* [Reading text]:
--- START ---

All cells are composed of water, proteins, carbohydrates, lipids, nucleic acids, salts, and minute quantities of a diversity of organic compounds such as vitamins and intermediates of cellular metabolism.
The proteins, carbohydrates, lipids, and nucleic acids are compounds called biomolecules, and the larger of these molecules such as the proteins and nucleic acids are also called macromolecules.
Water, ionized salts, and certain vitamins may complex with the macromolecules of the cell or they may remain free.
The quantities of each of these classes of compounds vary widely from one type of cell to another and from one organism to another (Table 3-1).
Water is the most common molecule, whereas carbohydrates and proteins are the most prevalent organic substances. In this article, some fundamentals of cellular chemistry and the properties of a number of common cellular constituents are considered.
Standard Units of Measurement:
One of the special concerns of any scientific endeavor is the effort to acquire accurate measurements in a form that can be understood and verified by others. To this end, cell biologists, like scientists in other disciplines, rely on the use of a number of standard units of measure.

--- END ---

* [Data for review]:
--- START ---

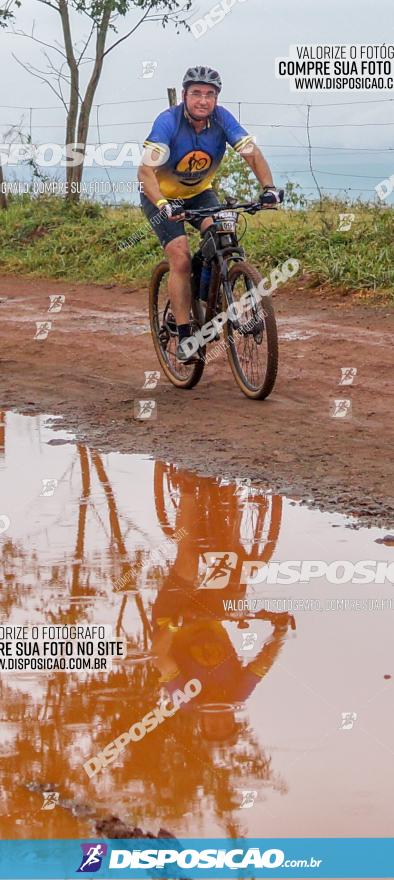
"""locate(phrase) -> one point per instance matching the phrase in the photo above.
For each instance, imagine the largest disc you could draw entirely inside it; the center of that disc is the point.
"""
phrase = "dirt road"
(90, 369)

--- END ---

* [Work to be completed]:
Write out the text above on what cells are made of, word for word and in full.

* [Answer box]:
All cells are composed of water, proteins, carbohydrates, lipids, nucleic acids, salts, and minute quantities of a diversity of organic compounds such as vitamins and intermediates of cellular metabolism.
The proteins, carbohydrates, lipids, and nucleic acids are compounds called biomolecules, and the larger of these molecules such as the proteins and nucleic acids are also called macromolecules.
Water, ionized salts, and certain vitamins may complex with the macromolecules of the cell or they may remain free.
The quantities of each of these classes of compounds vary widely from one type of cell to another and from one organism to another (Table 3-1).
Water is the most common molecule, whereas carbohydrates and proteins are the most prevalent organic substances. In this article, some fundamentals of cellular chemistry and the properties of a number of common cellular constituents are considered.
Standard Units of Measurement:
One of the special concerns of any scientific endeavor is the effort to acquire accurate measurements in a form that can be understood and verified by others. To this end, cell biologists, like scientists in other disciplines, rely on the use of a number of standard units of measure.